**Supplied text:**
Barbra Streisand in ‘Funny Girl’ (Halpern’s favourite film) was the starting point for this SS20 collection. “It started with how Barbra looked in that film versus how she dressed in the 70s,” he explained. Halpern worked with prints and florals from the Ziegfeld Follies theatre in New York, which appeared on a shimmering floor-length dark pink gown and mini-dress. “I was also interested in operatic draping, so that’s where a lot of the shapes came from,” he added backstage.
Surprisingly, Halpern considered his show demure: “We love loud, and colour is important to me, but it was a nice time this season to take it back and play with silhouette without having to be so bustier focused, so huge-flare focused. It was nice to focus on fabrication.”
It was a case of go big or go home at the Molly Goddard show, where the British designer riffed once again on the idea of volume. A giant butter-yellow tulle dress delivered signature Molly party prettiness, as did a turquoise tulle skirt that resembled a supersized tutu.
However, there was also a more pared-down element to dresses in crisp cotton poplin, which suggested modern milkmaids. A particularly chic example was the black summer dress with spaghetti straps and a ruched, gathered skirt. Other dresses with ruching and miniature ruffles came in bright pink, lime green and a spriggy floral print which recalled country house wallpaper.
Goddard designed her first bags, boho leather studded holdalls and across-shoulder pouches. The footwear too had a folksy touch, flat peasant boots came in red and blue, while easy to wear open-toed sandals had ankle straps.
Overall there was a more grown-up, elegant dimension to this excellent collection, which still retained the designer’s flair for playful clothes. Anyone who doesn’t do giant ballet skirts would find the loose ecru cardigans with black ties worn over skirts an easy way to do the Molly look.
A new direction for Bovan? His first five looks felt incredibly commercial and a far cry from his usual folksy, weird and wonderful designs. There was a beige and yellow zip-up jacket combined with leather trousers and white-knee high boots, a fire-engine red bomber jacket and leggings with corset detailing down their front.

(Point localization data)

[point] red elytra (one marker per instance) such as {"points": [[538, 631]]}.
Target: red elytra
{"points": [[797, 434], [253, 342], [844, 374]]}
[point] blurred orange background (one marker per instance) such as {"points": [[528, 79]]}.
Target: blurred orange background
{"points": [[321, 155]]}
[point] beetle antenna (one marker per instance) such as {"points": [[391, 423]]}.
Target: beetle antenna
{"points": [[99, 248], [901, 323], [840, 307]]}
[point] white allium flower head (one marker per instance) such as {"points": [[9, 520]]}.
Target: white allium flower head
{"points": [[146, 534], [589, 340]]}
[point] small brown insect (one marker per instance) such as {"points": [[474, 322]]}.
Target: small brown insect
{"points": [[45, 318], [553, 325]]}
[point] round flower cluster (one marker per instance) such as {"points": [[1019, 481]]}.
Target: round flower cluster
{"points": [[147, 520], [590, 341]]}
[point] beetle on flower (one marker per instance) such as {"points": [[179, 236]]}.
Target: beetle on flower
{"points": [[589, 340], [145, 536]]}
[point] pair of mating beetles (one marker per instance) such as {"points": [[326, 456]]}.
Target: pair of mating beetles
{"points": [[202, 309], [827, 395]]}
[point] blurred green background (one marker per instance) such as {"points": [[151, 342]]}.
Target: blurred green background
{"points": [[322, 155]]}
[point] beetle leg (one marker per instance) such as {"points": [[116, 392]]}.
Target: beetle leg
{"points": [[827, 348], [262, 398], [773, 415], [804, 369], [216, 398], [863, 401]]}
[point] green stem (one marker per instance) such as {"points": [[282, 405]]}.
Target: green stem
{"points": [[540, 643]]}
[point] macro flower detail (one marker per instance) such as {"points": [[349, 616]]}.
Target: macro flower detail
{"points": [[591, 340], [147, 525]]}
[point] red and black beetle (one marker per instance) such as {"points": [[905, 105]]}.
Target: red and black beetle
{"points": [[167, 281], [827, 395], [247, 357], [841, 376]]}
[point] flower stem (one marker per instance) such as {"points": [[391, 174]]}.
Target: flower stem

**Aim of the task:** Reproduce verbatim everything in the fashion show report above from "Goddard designed her" down to "had ankle straps.".

**Expected answer:**
Goddard designed her first bags, boho leather studded holdalls and across-shoulder pouches. The footwear too had a folksy touch, flat peasant boots came in red and blue, while easy to wear open-toed sandals had ankle straps.